▶ [Task statement]: Filter the entries below, keeping each line that includes the string "Request" and copying those lines unchanged.

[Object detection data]

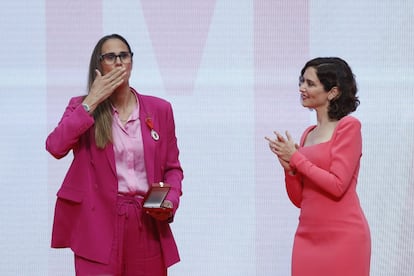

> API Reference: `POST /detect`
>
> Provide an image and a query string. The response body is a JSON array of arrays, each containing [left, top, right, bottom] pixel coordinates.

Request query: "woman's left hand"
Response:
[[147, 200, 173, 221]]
--
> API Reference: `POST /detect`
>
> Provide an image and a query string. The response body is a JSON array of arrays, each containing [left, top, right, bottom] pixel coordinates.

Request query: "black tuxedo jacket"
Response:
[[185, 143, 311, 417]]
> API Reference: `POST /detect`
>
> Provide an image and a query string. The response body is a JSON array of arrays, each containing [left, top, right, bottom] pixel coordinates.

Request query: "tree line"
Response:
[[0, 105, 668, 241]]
==
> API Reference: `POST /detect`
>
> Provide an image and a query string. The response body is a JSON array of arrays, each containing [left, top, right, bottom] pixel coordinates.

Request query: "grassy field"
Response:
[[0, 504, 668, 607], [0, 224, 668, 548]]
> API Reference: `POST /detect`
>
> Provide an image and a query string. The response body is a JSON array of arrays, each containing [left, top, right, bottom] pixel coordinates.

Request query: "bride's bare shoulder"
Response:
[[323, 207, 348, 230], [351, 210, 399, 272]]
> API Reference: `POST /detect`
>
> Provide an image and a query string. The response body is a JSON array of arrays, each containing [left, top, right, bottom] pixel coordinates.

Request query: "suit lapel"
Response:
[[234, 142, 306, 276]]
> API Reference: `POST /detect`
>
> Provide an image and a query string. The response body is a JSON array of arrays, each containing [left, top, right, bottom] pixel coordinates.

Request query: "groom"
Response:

▶ [Expected output]:
Request query: "woman's left hand"
Request query: "black tuxedo jacket"
Request query: "tree line"
Request query: "grassy field"
Request query: "bride's bare shoulder"
Request query: "suit lapel"
Request query: "groom"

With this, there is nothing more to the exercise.